Source text: Begin

By Ronald N. Guy Jr.
It didn’t happen on a field or a court; the location was a retrofitted warehouse overlooking a baseball field. Under the participants’ feet wasn’t hardwood, grass or synthetic turf; it was ordinary high traffic carpet. No one was wearing cleats, helmets or eye black. There wasn’t a scoreboard or clock. No ball was ever in play, no whistle was ever blown. Except for occasional encouraging and tension-cutting applause, the crowd was silent. Nevertheless, the pressure and competition were real. As every contender received their next challenge, a nervous hush fell across the room; as each letter was sheepishly spoken, the anxiety swelled.
That was the scene a couple weeks ago for the Maryland Sports Spelling Bee held at the B&O Warehouse in Baltimore. The competition was for middle school children (mostly…there was one brave and talented third grader). I was fortunate to be in attendance, but it was a humbling experience. As a fledgling writer, I considered myself a decent speller. Full disclosure: I would’ve struggled to make it past the third round. These kids were impressive. Smart. Poised. Respectful. The story was all about them; this article will be too - eventually.
Maryland has always been my home. I have lived in Leonardtown, Catonsville, Baltimore, Towson, Cockeysville, Severna Park, Chesapeake Beach, Great Mills and, finally and currently, Leonardtown again. My in-state exploration has taken me to Maryland’s western panhandle many times – for ‘Skins camp at Frostburg and weekends at Deep Creek Lake – and across the Eastern Shore to Ocean City and the sandy beaches of Worcester County.
What I have always cherished about Maryland is that it feels like America in miniature. The Old Line State has mountains, lakes, rivers, beaches and the largest estuary on the continent. Like small towns, mid-sized towns or large cities? Urban living? Rural living? Dig one-bedroom downtown apartments or expansive farms? Maryland has it all – Goldilocks “just right” scenarios for everyone. History? Yeah, it has it that too: Fort McHenry, Francis Scott Key, the Star-Spangled Banner, the birthplace of Frederick Douglass and Harriet Tubman, the United States Naval Academy, Annapolis (the one-time nation’s capital), Dr. Samuel Mudd’s House, and four signers of the Declaration of Independence. I’ll stop there. You get (and feel) the point.

Source text: End

▸ **What the task asks**
Continue the essay about the Maryland Sports Spelling Bee, beginning directly after its final sentence, "You get (and feel) the point."

Records supplied: Begin

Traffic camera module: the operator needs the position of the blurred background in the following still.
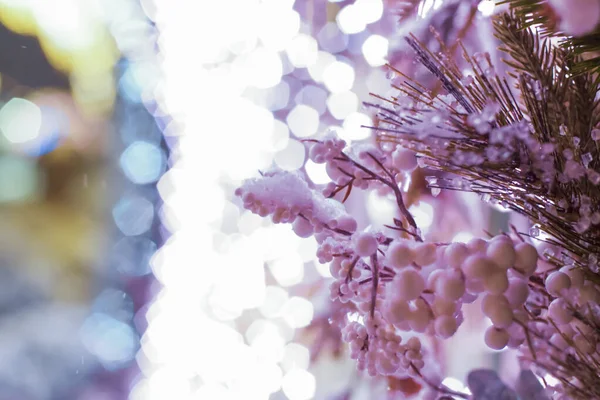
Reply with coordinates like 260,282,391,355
0,0,162,400
0,0,518,400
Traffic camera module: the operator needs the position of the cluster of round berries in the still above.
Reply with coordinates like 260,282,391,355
308,132,346,164
342,313,425,376
383,235,538,349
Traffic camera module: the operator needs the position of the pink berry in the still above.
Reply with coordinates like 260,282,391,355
406,336,421,352
486,235,516,269
435,270,465,301
462,254,495,279
408,299,431,333
485,326,510,350
392,148,417,171
481,293,510,317
434,315,458,339
560,266,585,289
292,217,314,238
467,238,487,253
354,232,377,257
573,333,596,354
545,271,571,297
579,282,600,303
515,243,538,276
413,243,437,266
329,257,346,278
465,279,485,296
483,267,508,294
386,240,414,268
444,243,469,268
548,299,573,325
431,297,456,316
388,268,425,301
504,278,529,307
384,300,410,325
337,215,357,233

Records supplied: End

▸ **Response**
Back to those kids, the master spellers: as their lives unfurl, many will likely grow far more expansive roots than mine, ones that extend to other states, regions and countries. For the moment, though, they are all, like me and many of you, Maryland residents. Beyond that fundamental, shared trait, the diversity within this group of great minds was obvious. As each child introduced themselves and their school, it was clear they had come from all over the state (including several from Southern Maryland) – from those aforementioned Maryland mountains and towns and cities. Various races and, no doubt, religions were represented. There was no discernable gender disparity between the competitors. Some kids were more reserved in nature; others were more gregarious. All were brilliant, all were there, at the B&O Warehouse, to do their best and share this wonderful experience. Much like a basketball that’s shot, a football that’s thrown or a baseball that’s hit, the words didn’t care about the speller’s background, residence, skin color or gender. Most importantly, the kids didn’t seem to care either. They were, above all else, Maryland middle school students trying their best to navigate challenging offerings from the English language. There was ultimately a winner, but there were no losers.
It was Maryland at its best. It was America in miniature, or at least what she should be, if we could only get past the unfounded fears, prejudice and hate of the different. If those afflicted could only overcome the suspicions, reject divisive rhetoric and commit to extinguishing the cancerous “isms” that create various versions of America and inequitable access to her promised liberties and opportunities. If only…
Until then, this example from a flock of Maryland middle schoolers will serve as a picture of what is possible and what the American idea contemplates. The day was simply, and after receiving the word origin and hearing it in a sentence, b-e-a-u-t-i-f-u-l.